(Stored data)
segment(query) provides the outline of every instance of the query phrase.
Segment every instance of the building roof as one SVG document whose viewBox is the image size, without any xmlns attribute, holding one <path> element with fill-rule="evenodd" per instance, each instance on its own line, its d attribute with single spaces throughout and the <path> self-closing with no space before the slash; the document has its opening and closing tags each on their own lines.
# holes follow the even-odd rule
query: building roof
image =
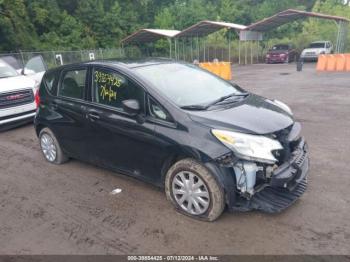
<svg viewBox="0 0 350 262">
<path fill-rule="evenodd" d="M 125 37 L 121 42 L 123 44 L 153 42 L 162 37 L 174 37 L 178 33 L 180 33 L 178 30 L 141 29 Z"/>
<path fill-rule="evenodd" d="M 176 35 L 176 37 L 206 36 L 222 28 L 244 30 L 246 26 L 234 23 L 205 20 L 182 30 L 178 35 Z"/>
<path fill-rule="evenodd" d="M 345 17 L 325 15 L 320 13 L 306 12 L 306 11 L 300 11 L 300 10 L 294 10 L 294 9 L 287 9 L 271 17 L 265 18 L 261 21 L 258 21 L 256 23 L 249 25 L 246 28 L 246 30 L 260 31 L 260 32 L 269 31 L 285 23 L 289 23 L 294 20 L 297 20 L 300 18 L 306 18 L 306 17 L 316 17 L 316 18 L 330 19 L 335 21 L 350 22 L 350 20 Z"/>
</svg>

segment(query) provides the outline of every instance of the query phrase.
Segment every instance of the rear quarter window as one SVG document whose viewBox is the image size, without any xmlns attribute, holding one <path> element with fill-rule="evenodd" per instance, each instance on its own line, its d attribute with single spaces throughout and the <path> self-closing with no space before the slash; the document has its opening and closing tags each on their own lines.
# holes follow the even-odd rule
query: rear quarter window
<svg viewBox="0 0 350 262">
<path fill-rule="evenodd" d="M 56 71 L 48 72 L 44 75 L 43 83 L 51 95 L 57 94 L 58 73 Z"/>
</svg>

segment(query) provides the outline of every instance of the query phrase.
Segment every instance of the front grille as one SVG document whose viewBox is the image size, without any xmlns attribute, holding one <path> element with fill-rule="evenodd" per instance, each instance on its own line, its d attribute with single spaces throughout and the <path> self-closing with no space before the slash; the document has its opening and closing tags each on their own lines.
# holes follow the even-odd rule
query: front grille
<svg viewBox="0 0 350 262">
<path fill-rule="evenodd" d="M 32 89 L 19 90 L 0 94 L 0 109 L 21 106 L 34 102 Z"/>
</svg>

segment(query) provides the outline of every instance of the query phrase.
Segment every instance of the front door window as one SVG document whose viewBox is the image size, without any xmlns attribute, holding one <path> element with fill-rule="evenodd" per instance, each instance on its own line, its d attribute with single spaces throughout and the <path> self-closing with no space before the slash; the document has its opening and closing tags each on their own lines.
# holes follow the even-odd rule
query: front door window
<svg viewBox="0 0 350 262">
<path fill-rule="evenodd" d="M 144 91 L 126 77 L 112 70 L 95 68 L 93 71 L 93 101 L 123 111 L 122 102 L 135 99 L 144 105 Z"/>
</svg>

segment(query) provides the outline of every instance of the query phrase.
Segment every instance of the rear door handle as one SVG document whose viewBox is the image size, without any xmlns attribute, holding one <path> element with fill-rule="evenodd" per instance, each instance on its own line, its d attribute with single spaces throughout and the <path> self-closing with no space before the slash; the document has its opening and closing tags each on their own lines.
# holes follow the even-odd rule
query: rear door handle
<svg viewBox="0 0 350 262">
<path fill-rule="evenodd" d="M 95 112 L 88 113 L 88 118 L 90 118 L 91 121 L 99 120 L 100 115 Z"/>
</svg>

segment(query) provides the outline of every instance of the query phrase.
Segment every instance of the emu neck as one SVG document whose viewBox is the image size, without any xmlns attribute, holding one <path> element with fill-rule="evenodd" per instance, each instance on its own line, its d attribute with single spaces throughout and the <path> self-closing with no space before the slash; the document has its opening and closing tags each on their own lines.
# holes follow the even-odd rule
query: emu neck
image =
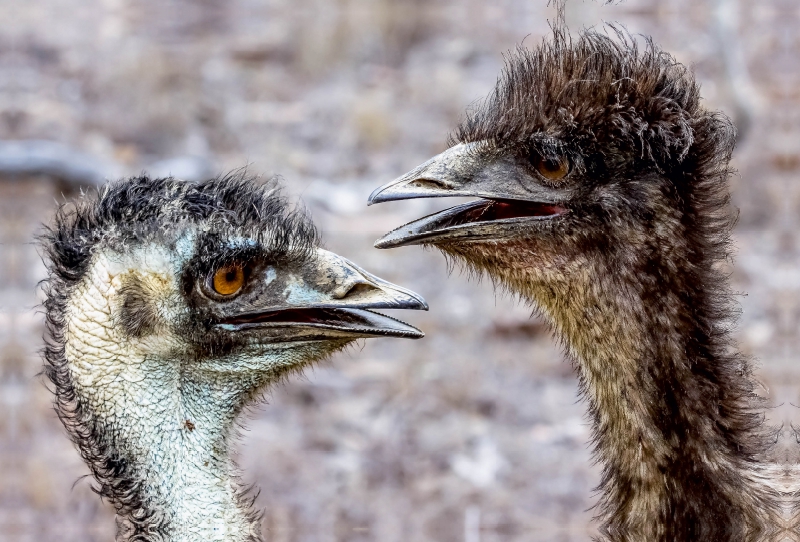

### What the task asks
Starting at the first line of the records, print each line exactly, stopping after the line that contains "query: building roof".

### Exercise answer
segment(query) provides the outline of every instance of the query phrase.
Segment every instance of the building roof as one SVG document whose viewBox is the image size, without any xmlns attribute, holding one <path> element with fill-rule="evenodd" per instance, each instance on its own line, its d attribute with single spaces throughout and the <path> self-closing with no space before the slash; the document has its opening and closing tags each on their own lines.
# holes follow the even-odd rule
query: building roof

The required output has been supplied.